** START Data for the task **
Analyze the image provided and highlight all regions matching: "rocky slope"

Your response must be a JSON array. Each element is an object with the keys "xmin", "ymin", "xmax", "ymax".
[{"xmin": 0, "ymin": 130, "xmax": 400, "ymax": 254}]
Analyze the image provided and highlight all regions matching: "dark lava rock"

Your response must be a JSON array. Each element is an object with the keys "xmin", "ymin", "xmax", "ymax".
** END Data for the task **
[Task description]: Rewrite these lines with "highlight" changed to "outline" everywhere it occurs, keeping the rest unchanged.

[Worked solution]:
Analyze the image provided and outline all regions matching: "rocky slope"

Your response must be a JSON array. Each element is an object with the keys "xmin", "ymin", "xmax", "ymax".
[{"xmin": 0, "ymin": 130, "xmax": 400, "ymax": 254}]
Analyze the image provided and outline all regions matching: "dark lava rock"

Your response must be a JSON array. Each element is an object with the keys "xmin", "ymin", "xmax", "ymax".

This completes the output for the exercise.